======== Records supplied

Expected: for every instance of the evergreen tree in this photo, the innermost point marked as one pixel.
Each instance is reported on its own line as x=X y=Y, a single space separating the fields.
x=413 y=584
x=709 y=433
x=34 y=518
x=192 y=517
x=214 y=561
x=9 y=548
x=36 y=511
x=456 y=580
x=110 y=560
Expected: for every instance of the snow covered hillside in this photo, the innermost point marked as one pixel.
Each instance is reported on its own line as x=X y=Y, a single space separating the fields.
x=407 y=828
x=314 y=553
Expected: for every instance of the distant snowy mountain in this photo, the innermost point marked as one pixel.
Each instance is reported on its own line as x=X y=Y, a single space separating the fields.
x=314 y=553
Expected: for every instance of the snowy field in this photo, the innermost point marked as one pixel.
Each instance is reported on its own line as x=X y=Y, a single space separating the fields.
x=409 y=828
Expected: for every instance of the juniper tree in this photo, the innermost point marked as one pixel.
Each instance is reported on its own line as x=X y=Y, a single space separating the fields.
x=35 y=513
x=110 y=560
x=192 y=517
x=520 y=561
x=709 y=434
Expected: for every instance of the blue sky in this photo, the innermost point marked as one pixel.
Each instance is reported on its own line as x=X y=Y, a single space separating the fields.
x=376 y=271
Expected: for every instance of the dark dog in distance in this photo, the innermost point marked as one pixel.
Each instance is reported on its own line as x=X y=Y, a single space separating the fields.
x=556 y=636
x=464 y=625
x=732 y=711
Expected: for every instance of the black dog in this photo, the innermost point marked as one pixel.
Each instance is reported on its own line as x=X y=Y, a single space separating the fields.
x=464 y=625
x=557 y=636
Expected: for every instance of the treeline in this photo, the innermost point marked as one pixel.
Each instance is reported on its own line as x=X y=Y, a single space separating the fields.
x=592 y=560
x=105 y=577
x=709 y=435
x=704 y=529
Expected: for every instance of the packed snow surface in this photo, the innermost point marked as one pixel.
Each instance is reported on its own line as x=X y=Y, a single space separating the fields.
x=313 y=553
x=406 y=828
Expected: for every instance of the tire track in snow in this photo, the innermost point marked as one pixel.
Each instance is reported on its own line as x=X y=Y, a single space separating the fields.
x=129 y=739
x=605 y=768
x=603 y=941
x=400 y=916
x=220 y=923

================

__Task brief__: Please rewrite all of the lines above, changing every "innermost point" to "deepest interior point" and leaving everything else as it is.

__Response to this exercise__:
Expected: for every instance of the evergreen tree in this photo, the deepest interior point marked as one pixel.
Each instance is reported on its own line as x=X y=Y, a single space separating the fields.
x=413 y=584
x=709 y=433
x=34 y=518
x=192 y=517
x=214 y=561
x=9 y=548
x=36 y=511
x=456 y=580
x=110 y=560
Expected: for every instance of the snow covered hillside in this photo, the deepest interior point marked as one pixel.
Each instance is reported on its own line as x=X y=Y, a single space separating the fields.
x=407 y=828
x=314 y=553
Expected: for every instance of the distant snowy mountain in this photo, the deepest interior point marked as one pixel.
Each instance is reported on its own line as x=X y=Y, a single space separating the fields.
x=314 y=553
Expected: for every instance of the snowy field in this photo, the deepest interior point marked as one pixel.
Each instance is reported on its own line as x=X y=Y, a single space separating the fields.
x=409 y=828
Expected: for every instance of the juniper tree in this photo, the deepest interior point marked as one pixel.
Each instance is reported on its own line as x=X y=Y, a single space separating the fields.
x=35 y=513
x=110 y=560
x=192 y=517
x=520 y=561
x=709 y=434
Expected: for every instance of the blue sky in this photo, the deepest interior point marked as one pixel.
Each instance is reported on its own line as x=X y=Y, a single space separating the fields.
x=376 y=271
Expected: for every instance of the dark dog in distance in this photo, the deepest interior point marked as one pixel.
Each instance is reported on its own line as x=X y=Y, a single space separating the fields.
x=556 y=636
x=464 y=625
x=732 y=711
Expected: for every instance of the black dog in this photo, the deepest interior point marked as one pixel.
Each instance is reported on its own line as x=X y=Y, a single space separating the fields.
x=464 y=625
x=557 y=636
Expected: for every instance of the treeline in this photo, the deepest interior point marked as one pixel.
Each instance is reported on its own line as x=X y=Y, a single space separating the fields.
x=592 y=560
x=105 y=577
x=709 y=435
x=704 y=529
Expected: for every instance of the packed snow surface in this photo, the deepest interior point marked as one pixel.
Each instance is reported on its own line as x=X y=Y, a single space separating the fields.
x=313 y=553
x=406 y=828
Expected: for every instance of the tire track in snow in this photo, the deepest interior point marked as one pixel.
Each instance is reported on its own line as x=X y=Y, a single space separating the fields.
x=129 y=739
x=605 y=768
x=603 y=941
x=400 y=916
x=220 y=923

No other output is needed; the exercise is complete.